### EXERCISE OBJECTIVE
Every line of the data that includes "photo" should be copied out.

[[ INPUT, beginning ]]

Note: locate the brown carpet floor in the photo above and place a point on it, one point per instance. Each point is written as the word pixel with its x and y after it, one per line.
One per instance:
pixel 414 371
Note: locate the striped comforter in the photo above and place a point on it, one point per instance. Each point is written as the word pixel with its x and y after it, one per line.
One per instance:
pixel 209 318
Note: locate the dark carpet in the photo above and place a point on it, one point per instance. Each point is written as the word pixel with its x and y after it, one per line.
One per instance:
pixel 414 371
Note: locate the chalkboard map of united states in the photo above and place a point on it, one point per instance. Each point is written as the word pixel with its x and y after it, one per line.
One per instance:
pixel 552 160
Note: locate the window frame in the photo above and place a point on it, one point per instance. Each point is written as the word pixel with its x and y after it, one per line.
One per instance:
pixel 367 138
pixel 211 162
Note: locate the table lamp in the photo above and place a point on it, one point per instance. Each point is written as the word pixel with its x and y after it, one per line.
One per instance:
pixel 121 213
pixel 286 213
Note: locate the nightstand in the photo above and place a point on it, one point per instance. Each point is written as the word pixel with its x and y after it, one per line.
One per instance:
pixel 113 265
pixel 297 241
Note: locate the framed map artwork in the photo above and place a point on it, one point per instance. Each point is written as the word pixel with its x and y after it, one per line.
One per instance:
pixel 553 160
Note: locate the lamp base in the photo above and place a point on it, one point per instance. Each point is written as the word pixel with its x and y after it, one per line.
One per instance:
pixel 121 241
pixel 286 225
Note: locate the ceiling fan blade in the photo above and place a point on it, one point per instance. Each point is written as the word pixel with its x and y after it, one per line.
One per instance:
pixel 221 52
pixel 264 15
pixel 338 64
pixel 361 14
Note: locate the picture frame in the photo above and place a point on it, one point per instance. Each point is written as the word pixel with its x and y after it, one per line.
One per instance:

[[ INPUT, end ]]

### OUTPUT
Note: locate the brown carpet floor in the photo above and place a point on it, one point per instance. Each point is written as the word pixel with its x and y after it, one per line.
Note: locate the striped comforter in the photo above and place a point on it, one point per instance. Each point is written as the word pixel with its x and y after it, one per line.
Note: locate the dark carpet in the photo above and place a point on it, one point per instance. Each point is written as the word pixel with its x and y after it, one per line.
Note: locate the chalkboard map of united states in the photo above and place a point on it, one point per instance. Each point is written as the word pixel with its x and y after it, one per line.
Note: locate the window frame in the photo above and place a point on it, one point per instance. Each point is written as the word pixel with its x and y after it, one per line.
Note: locate the table lamp in the photo above and place a point on it, one point per instance. Each point is written as the word pixel with its x and y after it, one per line.
Note: locate the nightstand in the photo above and place a point on it, one point per instance. Each point is written as the word pixel with its x and y after it, one per line.
Note: locate the framed map artwork in the photo above and place a point on it, one point per instance. Each point is written as the word pixel with its x and y after it, one per line.
Note: locate the lamp base in the photo above and place a point on it, one point per instance. Each point is written as the word pixel with its x and y after it, one per line.
Note: locate the ceiling fan blade in the photo above and place a point on it, one point per instance. Each point is written as the word pixel with its x and y after it, one per line.
Note: locate the picture frame in the photo above and place a point on it, one point per instance. Each point is written as the word pixel with its x and y after it, one per line.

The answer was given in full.